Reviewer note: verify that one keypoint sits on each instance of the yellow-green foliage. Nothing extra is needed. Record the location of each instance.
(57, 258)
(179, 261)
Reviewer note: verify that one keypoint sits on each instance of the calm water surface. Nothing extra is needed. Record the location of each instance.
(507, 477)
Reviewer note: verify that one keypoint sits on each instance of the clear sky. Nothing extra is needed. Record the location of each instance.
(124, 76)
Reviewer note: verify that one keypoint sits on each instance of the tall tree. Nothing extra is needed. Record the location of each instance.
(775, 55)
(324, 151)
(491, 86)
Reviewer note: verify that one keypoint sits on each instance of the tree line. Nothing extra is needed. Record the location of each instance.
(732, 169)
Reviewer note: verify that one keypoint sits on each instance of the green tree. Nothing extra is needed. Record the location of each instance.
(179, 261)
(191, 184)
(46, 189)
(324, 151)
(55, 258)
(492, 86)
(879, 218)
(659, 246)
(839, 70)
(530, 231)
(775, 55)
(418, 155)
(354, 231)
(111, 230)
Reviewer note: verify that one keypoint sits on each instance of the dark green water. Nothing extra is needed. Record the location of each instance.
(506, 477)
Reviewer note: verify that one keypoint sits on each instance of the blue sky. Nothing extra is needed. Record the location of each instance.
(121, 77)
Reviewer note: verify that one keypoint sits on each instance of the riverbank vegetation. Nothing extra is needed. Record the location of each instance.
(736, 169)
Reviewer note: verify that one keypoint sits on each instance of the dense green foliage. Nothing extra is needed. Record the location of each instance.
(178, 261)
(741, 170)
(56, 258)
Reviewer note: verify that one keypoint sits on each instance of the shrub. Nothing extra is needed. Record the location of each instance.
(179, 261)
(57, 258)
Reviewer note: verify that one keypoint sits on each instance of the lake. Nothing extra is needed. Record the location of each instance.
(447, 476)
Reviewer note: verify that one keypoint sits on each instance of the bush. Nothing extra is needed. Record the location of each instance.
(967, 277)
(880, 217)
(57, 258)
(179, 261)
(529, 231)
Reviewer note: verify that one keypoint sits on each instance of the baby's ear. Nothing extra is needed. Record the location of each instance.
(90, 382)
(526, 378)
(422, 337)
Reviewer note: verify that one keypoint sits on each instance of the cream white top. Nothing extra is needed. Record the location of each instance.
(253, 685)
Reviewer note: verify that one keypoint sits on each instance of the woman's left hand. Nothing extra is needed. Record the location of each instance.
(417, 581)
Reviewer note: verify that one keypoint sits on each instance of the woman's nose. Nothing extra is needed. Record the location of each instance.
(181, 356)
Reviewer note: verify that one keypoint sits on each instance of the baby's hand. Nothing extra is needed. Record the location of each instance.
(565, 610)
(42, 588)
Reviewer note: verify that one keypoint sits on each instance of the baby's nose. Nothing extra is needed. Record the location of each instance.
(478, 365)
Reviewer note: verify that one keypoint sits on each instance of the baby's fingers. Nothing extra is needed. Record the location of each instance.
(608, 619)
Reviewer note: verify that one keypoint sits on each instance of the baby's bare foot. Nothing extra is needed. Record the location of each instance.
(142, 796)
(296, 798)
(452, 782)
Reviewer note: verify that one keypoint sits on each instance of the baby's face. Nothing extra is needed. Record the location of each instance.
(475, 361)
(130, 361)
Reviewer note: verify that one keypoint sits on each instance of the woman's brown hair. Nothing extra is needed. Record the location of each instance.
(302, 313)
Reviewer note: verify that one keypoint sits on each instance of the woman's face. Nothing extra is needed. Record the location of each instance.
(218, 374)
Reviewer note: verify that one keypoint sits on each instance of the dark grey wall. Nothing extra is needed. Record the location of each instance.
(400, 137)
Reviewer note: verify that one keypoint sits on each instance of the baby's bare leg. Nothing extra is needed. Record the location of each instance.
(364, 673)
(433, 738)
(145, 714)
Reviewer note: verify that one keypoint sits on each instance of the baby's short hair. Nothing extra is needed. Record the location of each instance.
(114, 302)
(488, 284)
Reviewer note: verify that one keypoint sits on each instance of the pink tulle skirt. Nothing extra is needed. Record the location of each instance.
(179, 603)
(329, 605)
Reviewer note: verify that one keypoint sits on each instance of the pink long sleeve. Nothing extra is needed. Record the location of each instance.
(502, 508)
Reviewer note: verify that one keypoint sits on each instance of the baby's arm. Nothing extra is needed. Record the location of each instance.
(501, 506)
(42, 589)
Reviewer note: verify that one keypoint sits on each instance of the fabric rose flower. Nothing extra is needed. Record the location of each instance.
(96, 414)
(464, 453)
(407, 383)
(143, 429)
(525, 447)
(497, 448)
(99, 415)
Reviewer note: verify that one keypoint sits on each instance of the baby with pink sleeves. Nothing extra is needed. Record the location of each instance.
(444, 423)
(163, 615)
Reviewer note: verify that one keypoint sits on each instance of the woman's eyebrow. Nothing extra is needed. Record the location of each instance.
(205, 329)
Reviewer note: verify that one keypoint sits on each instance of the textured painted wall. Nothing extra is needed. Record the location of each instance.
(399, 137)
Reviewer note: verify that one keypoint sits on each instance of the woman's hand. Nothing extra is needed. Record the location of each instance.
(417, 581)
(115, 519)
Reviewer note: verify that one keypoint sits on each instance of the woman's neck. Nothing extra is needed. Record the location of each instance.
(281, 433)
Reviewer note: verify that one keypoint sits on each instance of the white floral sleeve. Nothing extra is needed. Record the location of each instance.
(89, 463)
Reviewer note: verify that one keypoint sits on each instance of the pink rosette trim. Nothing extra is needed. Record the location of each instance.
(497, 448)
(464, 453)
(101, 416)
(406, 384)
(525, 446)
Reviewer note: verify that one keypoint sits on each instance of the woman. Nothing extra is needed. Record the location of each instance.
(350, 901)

The request »
Reproduce all the entries above with "keypoint" changed to "marker" throughout, leaving every other word unchanged.

Expected answer »
Reviewer note: verify that one marker sits on each instance of the yellow-green foliage. Nothing extra is needed. Record the location of each instance.
(57, 258)
(179, 261)
Reviewer note: verify that one marker sits on each instance of the calm water surface. Nothing extra is needed. Record the location of each instance.
(507, 477)
Reviewer note: verify that one marker sits on each instance of the clear sky. Nothing extra is needed. Record the location of each instance.
(124, 76)
Reviewer note: verify that one marker sits on each instance of the tall tree. Nothing extra is needed. Record the location of each instance.
(775, 55)
(324, 151)
(491, 86)
Reviewer note: verify that one marker sits on each instance of the tree line. Nothing extra is needed. Record the location of each instance.
(732, 169)
Reviewer note: verify that one marker sits on each instance of the green tree. Nothing extra is needed. Record the location of each instance.
(179, 261)
(191, 184)
(46, 189)
(324, 151)
(55, 258)
(492, 86)
(879, 218)
(659, 246)
(839, 70)
(530, 231)
(775, 55)
(418, 155)
(354, 231)
(111, 230)
Reviewer note: verify that one marker sits on each instance of the dark green water. Nothing extra is needed. Record the location of each instance.
(506, 477)
Reviewer note: verify that one marker sits on each instance of the blue sky. Nothing extra is needed. Record the location of each instance.
(121, 77)
Reviewer note: verify that one marker sits on each instance of the riverbank vegetation. Nothing extra is needed. Record the location of each instance.
(736, 169)
Reviewer note: verify that one marker sits on each instance of the dense green foliage. Nothing extra is needed. Record the location of each instance.
(178, 261)
(741, 170)
(56, 258)
Reviewer note: verify that one marker sits on each instance of the shrub. Nothing extra is needed. Record the location of each instance.
(179, 261)
(57, 258)
Reviewer note: verify that one marker sits on each instance of the lake. Nothing extra is needed. Record the location of each instance.
(447, 476)
Reviewer note: verify that one marker sits on each instance of the bush. Nothing extra is needed. Record the location of each instance.
(967, 277)
(880, 217)
(57, 258)
(179, 261)
(529, 231)
Reviewer note: verify that one marker sits on each instance of the baby's ear. Nothing extra is needed. Record the location of each instance.
(90, 382)
(526, 378)
(422, 337)
Reviewer note: verify that one marker sits on each instance of the cream white top. Nothing extra is needed. Record the location of each instance.
(253, 685)
Reviewer note: verify that one marker sits on each instance of the woman's left hand. Nothing extra is needed. Record the location of each instance.
(417, 581)
Reviewer note: verify that one marker sits on each instance of the woman's nose. Nothing extra is needed. Record the location of each instance.
(181, 356)
Reviewer note: verify that one marker sits on each instance of the baby's hand. Nothing extra is needed. Record the location of each instance.
(565, 610)
(42, 588)
Reviewer note: verify that one marker sits on each instance of the baby's nose. Nothing extra is needed. Record the location of each instance.
(478, 365)
Reviewer note: verify that one marker sits on each instance of the baby's fingers. Nothing extra is needed. Record the location of each instance.
(608, 619)
Reviewer note: verify that one marker sits on each instance of the baby's bare foot. Nothing extra is needed. Record the location of each instance.
(142, 796)
(296, 798)
(452, 782)
Reviewer note: verify that one marker sits on each instance of the baby's face. Nothing extra is needed. Record the location of each instance.
(475, 361)
(130, 361)
Reviewer note: verify that one marker sits on each instance of the woman's brown hair. Nothing extra is needed. Record the location of each instance.
(302, 313)
Reviewer note: verify that one marker sits on each instance of the woman's face. Nothing extra is needed. Record the location of each instance.
(218, 374)
Reviewer note: verify that one marker sits on each instance of the dark grey wall. Nothing extra is needed. Record the location of each instance.
(400, 137)
Reviewer note: verify that one marker sits on each instance of the baby's bare leg. Nothing extra is needed. Record the location of each instance.
(364, 673)
(433, 738)
(145, 714)
Reviewer note: verify that one marker sits on each instance of the baby's short hair. Nothing extra is needed. Record the location of each instance.
(114, 302)
(488, 284)
Reviewer note: verify that one marker sits on each instance of the pink tulle skirt. Nothing extra is needed. Record the location of each instance.
(179, 603)
(329, 605)
Reviewer note: verify that one marker sits on each instance of the pink long sleeve. Nothing extra is needed. Record the location of each instance.
(502, 508)
Reviewer note: verify that one marker sits on each instance of the baby's arm. Nothing extra is needed. Record the location of each instance.
(501, 506)
(42, 589)
Reviewer note: verify that one marker sits on each instance of the fabric rose flower. Nothing extra is needed. Record the location of each instance.
(96, 414)
(464, 453)
(407, 383)
(143, 429)
(525, 447)
(497, 448)
(99, 415)
Reviewer note: verify that one marker sits on each instance of the baby with pink sleeves. Nothing extra is needed. Record the location of each instance.
(444, 423)
(163, 615)
Reviewer note: verify that one marker sits on each instance of the woman's eyebrow. Nothing extra is needed. Record the location of each instance.
(205, 329)
Reviewer note: verify that one marker sits on each instance of the textured painted wall. Nothing extra is needed. Record the location of each instance.
(399, 137)
Reviewer note: verify that one marker sits on each instance of the woman's hand. Nothing extra is needed. Record the location of each instance.
(417, 581)
(115, 519)
Reviewer note: verify that one marker sits on each instance of the woman's neck. Nothing extra is needed. Record the location of each instance.
(281, 433)
Reviewer note: verify that one marker sits on each instance of the white floral sleeve. Nothing extra is needed. Record the location of each instance.
(89, 463)
Reviewer note: verify that one marker sits on each instance of the pink rosette trim. Nothing extra is needed. Record the location of each instance.
(497, 448)
(464, 453)
(101, 416)
(406, 384)
(525, 446)
Reviewer note: verify that one marker sits on each instance of the woman. Nothing extra is needed. Record the location of each instance.
(350, 901)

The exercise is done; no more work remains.